# Document passage
Monday, 11 February 2013

The Enterprising Indian

 The world’s largest democracy; a country where 40% of the population lives below the poverty line; the world’s fastest growing economy; Where a Majority of the population is deprived of healthcare and education… the rich cultural heritage, the iconic Freedom Movement, Mahatma Gandhi, the Taj Mahal, the “Unity in Diversity” and the home-grown civil system… India! All the Social Science textbooks that you scrupulously swallowed in school had wholesome feeds about our dear nation. The most intriguing of all such used-and-abused facts, I reckon, is that India is a land of 1.2 billion people. Oh yes, 1.2 billion and counting! Now, it isn’t the cause for the population explosion that intrigues me, of course, It Is the means that millions of unfortunately indigent people adopt to earn their bread and butter, or should I say, stale roti on their pitiable platter.

The food inflation’s up in the sky, so are the prices of property, banks don’t give enough interest on FDs, education has become a costly issue and employment barely bails out the aforesaid stuff… but hey, when Life’s to be spent in a road-side slum or a chawl at best, the appetite doesn’t dare dream of pulses-vegetables and there’s no education in the first place to find employment, existence is reduced to a simple affair- Earn to eat… and it is this single largest mission that propels people into an amazing world of ingenious businesses…


“Free Market”-Walk on any street and sway your head in diverse directions, you are sure to find a series of shops: clothing, electronic goods, bakery items, provisions, medicines etc. An overwhelming number selling everything that could be sold. Giving company to the shops is a flock of lawries, constellations of vegetable vendors and colonies of food joints! Besides, what’s an enterprise if not creative? So while one boasts of samosas and the other of sandwiches, there’s someone in their 100m radius who makes a fortune out of selling samosa sandwiches! Well, this is just an illustration that applies to a lot of other food items that the Indian tongues crave for and respective intestines get choked by… Streets notwithstanding, walk into some famous park. No shops or lawries in here… Nonetheless you‘ll find people” on the job”, making a living out of selling balloons and small plastic toys (not sure of the lead content in them given that the one holding ‘em day in and day out doesn’t seem to be affected by it) children selling one- rupee water pouches and the more astonishing of them all- An old man sat with a weight balance in front of him, a rupee to gauge your weight. A human hoping to earn enough using just a weight balance.

# Exercise requirements
**A)** In the post about Indian street enterprise, how much does the old man in the park charge to gauge a person's weight?
**B)** Repeat everything in the post about Indian street enterprise from "The Enterprising Indian" down to "their pitiable platter.".

[Referring expression data]

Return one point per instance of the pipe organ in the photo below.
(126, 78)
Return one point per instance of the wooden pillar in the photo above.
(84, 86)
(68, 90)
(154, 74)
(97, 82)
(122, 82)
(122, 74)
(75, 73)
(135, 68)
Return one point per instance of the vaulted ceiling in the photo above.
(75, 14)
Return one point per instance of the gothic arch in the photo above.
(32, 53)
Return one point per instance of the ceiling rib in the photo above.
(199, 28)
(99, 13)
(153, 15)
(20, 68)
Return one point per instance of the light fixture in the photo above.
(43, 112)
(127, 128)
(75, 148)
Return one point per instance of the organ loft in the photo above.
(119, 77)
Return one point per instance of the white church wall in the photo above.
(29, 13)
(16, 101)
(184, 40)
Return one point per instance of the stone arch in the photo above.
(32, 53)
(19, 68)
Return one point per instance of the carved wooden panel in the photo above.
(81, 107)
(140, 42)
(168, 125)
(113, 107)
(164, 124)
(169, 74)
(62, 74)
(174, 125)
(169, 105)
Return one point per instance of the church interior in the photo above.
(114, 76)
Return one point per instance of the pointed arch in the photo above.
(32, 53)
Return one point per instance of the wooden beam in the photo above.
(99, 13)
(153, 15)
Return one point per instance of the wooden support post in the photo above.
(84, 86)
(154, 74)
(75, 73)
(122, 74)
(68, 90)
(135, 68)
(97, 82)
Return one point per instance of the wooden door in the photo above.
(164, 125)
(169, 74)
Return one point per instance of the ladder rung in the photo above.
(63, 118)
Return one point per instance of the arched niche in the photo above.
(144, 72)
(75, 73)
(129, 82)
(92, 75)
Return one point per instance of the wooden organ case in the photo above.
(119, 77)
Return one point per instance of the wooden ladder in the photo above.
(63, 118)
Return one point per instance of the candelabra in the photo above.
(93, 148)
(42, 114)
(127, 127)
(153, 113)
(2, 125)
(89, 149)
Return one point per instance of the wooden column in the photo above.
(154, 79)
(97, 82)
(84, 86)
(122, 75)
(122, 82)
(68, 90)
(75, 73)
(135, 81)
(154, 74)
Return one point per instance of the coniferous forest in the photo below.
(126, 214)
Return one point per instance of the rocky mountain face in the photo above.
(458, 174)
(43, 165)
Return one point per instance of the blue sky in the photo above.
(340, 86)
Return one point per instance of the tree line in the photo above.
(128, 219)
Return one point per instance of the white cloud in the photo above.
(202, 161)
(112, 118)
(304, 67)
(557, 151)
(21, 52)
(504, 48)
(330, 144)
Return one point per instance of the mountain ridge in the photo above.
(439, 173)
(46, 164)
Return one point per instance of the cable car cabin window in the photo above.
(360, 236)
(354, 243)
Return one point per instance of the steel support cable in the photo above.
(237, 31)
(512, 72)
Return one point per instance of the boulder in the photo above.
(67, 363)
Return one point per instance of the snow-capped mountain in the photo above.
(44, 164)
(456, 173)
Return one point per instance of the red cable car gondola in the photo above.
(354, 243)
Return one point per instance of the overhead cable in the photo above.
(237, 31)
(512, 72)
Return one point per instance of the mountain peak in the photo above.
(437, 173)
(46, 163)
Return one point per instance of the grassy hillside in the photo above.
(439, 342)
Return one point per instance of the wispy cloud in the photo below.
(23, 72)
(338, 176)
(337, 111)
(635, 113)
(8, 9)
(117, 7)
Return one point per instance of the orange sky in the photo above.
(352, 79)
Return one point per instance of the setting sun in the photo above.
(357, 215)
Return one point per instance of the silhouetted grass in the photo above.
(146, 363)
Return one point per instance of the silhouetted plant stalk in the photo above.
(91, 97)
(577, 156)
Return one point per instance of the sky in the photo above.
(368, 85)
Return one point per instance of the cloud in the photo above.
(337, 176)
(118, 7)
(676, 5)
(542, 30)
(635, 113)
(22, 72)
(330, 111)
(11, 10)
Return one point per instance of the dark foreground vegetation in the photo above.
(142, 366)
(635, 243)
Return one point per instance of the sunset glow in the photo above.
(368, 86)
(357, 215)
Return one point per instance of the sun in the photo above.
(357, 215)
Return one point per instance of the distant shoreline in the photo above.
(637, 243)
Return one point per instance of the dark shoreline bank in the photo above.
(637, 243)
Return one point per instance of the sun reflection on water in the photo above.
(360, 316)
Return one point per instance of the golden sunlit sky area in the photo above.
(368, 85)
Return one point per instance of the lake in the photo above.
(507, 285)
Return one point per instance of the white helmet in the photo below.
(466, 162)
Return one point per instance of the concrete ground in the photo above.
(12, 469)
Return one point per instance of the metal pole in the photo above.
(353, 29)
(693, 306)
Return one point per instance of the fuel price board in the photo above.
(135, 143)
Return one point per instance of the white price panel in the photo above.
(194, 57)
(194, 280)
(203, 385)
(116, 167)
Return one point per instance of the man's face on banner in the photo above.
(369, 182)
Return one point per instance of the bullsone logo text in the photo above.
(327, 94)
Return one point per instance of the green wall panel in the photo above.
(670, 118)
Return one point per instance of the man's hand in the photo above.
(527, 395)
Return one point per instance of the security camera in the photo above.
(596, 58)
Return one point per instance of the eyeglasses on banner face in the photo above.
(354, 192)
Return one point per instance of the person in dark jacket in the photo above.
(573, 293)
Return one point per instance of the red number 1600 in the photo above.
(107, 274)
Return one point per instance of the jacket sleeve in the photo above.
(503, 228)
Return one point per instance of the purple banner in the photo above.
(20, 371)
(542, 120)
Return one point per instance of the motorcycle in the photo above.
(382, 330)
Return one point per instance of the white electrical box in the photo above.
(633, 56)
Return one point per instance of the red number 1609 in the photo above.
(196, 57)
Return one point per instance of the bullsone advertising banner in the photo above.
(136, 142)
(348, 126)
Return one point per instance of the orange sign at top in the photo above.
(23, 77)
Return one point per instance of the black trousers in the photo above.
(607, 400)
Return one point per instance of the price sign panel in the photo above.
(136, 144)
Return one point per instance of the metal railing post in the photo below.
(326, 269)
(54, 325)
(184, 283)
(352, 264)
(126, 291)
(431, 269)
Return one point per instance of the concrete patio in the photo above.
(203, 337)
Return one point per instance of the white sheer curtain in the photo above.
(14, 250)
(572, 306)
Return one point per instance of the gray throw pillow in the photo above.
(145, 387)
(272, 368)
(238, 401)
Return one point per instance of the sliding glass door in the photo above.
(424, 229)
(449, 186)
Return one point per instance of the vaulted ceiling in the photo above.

# Task-by-task answers
**A)** A rupee.

**B)**
The Enterprising Indian

 The world’s largest democracy; a country where 40% of the population lives below the poverty line; the world’s fastest growing economy; Where a Majority of the population is deprived of healthcare and education… the rich cultural heritage, the iconic Freedom Movement, Mahatma Gandhi, the Taj Mahal, the “Unity in Diversity” and the home-grown civil system… India! All the Social Science textbooks that you scrupulously swallowed in school had wholesome feeds about our dear nation. The most intriguing of all such used-and-abused facts, I reckon, is that India is a land of 1.2 billion people. Oh yes, 1.2 billion and counting! Now, it isn’t the cause for the population explosion that intrigues me, of course, It Is the means that millions of unfortunately indigent people adopt to earn their bread and butter, or should I say, stale roti on their pitiable platter.